• **PARTS OF THE EXERCISE**
**A)** In the leaderboard description, what does the OVERALL column represent?
**B)** Copy the leaderboard description word for word, from "This application displays" to "across all sources)".
**C)** Continue the leaderboard description from the point where it stops.

Top of EXCERPT

---
title: Post-ASR LLM N-Best Transcription Correction
emoji: 🏢
colorFrom: yellow
colorTo: yellow
sdk: gradio
sdk_version: 5.21.0
app_file: app.py
pinned: false
license: mit
short_description: Generative Error Correction (GER) Task Baseline, WER 
---

# Post-ASR Text Correction WER Leaderboard

This application displays a baseline Word Error Rate (WER) leaderboard for the test data in the [GenSEC-LLM/SLT-Task1-Post-ASR-Text-Correction](https://huggingface.co/datasets/GenSEC-LLM/SLT-Task1-Post-ASR-Text-Correction) dataset.

## Dataset Sources

The leaderboard shows WER metrics for multiple speech recognition sources as columns:
- CHiME4
- CORAAL
- CommonVoice
- LRS2
- LibriSpeech (Clean and Other)
- SwitchBoard
- Tedlium-3
- OVERALL (aggregate across all sources)

## Metrics

The leaderboard displays as rows:
- **Count**: Number of examples in the test set for each source
- **No LM Baseline**: Word Error Rate between the reference transcription and 1-best ASR output without language model correction

## Baseline Calculation

Word Error Rate is calculated between:
- Reference transcription ("transcription" field)

Bottom of EXCERPT
Top of SUPPLIED ENTRIES

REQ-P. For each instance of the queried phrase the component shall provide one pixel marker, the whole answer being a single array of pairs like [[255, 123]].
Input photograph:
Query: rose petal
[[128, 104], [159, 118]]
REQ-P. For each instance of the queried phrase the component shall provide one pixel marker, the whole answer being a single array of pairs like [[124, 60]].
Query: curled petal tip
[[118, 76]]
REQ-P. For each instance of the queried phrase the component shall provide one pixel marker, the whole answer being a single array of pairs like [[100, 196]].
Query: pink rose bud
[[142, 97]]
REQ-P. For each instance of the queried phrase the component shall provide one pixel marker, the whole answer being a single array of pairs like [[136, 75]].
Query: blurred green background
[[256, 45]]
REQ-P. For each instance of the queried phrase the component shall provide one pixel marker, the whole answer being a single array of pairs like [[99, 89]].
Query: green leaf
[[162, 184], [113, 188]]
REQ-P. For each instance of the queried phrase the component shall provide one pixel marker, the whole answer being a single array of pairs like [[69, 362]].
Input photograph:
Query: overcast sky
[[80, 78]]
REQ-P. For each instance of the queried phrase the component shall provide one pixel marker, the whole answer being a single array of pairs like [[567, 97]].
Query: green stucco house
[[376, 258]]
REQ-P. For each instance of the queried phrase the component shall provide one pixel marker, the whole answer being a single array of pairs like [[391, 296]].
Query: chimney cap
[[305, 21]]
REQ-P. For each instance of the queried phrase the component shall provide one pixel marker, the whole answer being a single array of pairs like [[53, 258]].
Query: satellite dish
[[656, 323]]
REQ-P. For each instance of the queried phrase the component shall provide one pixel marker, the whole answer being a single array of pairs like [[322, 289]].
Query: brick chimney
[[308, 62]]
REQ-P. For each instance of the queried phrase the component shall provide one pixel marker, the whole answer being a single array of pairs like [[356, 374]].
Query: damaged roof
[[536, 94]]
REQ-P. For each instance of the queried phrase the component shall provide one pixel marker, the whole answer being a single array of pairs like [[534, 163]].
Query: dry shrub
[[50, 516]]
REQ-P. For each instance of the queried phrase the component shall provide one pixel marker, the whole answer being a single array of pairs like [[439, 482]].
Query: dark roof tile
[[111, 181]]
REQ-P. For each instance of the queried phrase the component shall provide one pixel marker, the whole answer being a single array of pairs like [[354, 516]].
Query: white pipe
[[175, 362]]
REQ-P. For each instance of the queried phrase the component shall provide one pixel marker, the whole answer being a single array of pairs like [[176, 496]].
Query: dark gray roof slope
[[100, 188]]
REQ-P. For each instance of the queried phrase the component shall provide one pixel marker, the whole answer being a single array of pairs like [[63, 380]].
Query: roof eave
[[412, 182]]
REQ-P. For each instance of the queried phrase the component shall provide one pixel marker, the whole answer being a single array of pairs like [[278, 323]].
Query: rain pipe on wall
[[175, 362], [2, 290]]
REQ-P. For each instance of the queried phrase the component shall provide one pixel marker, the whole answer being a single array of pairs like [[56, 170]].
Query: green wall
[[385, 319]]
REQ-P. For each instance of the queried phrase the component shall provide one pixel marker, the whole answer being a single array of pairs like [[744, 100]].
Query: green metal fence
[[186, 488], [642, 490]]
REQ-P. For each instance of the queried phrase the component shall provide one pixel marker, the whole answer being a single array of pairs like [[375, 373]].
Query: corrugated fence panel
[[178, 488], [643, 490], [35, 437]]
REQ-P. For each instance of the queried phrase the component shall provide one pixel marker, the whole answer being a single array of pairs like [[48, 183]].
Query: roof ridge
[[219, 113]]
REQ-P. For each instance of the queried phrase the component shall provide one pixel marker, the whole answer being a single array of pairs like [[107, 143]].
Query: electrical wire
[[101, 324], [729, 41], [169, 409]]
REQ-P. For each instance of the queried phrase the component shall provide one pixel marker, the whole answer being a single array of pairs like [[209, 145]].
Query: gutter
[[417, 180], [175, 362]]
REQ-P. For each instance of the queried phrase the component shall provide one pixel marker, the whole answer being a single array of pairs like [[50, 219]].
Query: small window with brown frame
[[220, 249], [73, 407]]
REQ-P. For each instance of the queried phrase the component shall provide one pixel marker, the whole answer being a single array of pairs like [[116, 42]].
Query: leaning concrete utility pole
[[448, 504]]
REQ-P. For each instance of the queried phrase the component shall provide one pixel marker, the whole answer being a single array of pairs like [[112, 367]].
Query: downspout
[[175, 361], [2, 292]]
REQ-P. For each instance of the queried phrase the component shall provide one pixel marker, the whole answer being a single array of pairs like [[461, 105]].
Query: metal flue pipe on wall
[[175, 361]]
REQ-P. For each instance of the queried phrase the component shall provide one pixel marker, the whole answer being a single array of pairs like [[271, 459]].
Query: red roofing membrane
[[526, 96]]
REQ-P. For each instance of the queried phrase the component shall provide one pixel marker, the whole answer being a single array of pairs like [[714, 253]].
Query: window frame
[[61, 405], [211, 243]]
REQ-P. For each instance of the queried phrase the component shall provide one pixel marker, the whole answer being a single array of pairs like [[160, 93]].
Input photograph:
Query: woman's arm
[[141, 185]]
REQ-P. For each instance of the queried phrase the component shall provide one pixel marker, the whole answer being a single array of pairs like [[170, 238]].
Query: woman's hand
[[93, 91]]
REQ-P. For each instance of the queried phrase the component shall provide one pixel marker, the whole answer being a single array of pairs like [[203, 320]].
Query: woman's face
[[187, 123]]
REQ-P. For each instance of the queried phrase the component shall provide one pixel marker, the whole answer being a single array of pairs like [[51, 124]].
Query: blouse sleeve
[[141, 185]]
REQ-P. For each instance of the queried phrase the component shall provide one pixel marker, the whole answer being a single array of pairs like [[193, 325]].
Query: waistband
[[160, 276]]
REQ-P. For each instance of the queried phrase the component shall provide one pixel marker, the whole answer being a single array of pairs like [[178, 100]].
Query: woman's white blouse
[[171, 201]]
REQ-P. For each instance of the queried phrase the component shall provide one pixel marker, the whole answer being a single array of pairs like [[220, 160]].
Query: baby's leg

Bottom of SUPPLIED ENTRIES

• **ANSWERS BY ITEM NUMBER**
**A)** An aggregate across all sources.

**B)**
This application displays a baseline Word Error Rate (WER) leaderboard for the test data in the [GenSEC-LLM/SLT-Task1-Post-ASR-Text-Correction](https://huggingface.co/datasets/GenSEC-LLM/SLT-Task1-Post-ASR-Text-Correction) dataset.

## Dataset Sources

The leaderboard shows WER metrics for multiple speech recognition sources as columns:
- CHiME4
- CORAAL
- CommonVoice
- LRS2
- LibriSpeech (Clean and Other)
- SwitchBoard
- Tedlium-3
- OVERALL (aggregate across all sources)

**C)**
- 1-best ASR output ("input1" field or first item from "hypothesis" when input1 is unavailable)

Lower WER values indicate better transcription accuracy.

Check out the configuration reference at https://huggingface.co/docs/hub/spaces-config-reference

## Table Structure

The leaderboard is displayed as a table with:

- **Rows**: "Number of Examples" and "Word Error Rate (WER)"
- **Columns**: Different data sources (CHiME4, CORAAL, CommonVoice, etc.) and OVERALL

Each cell shows the corresponding metric for that specific data source. The OVERALL column shows aggregate metrics across all sources.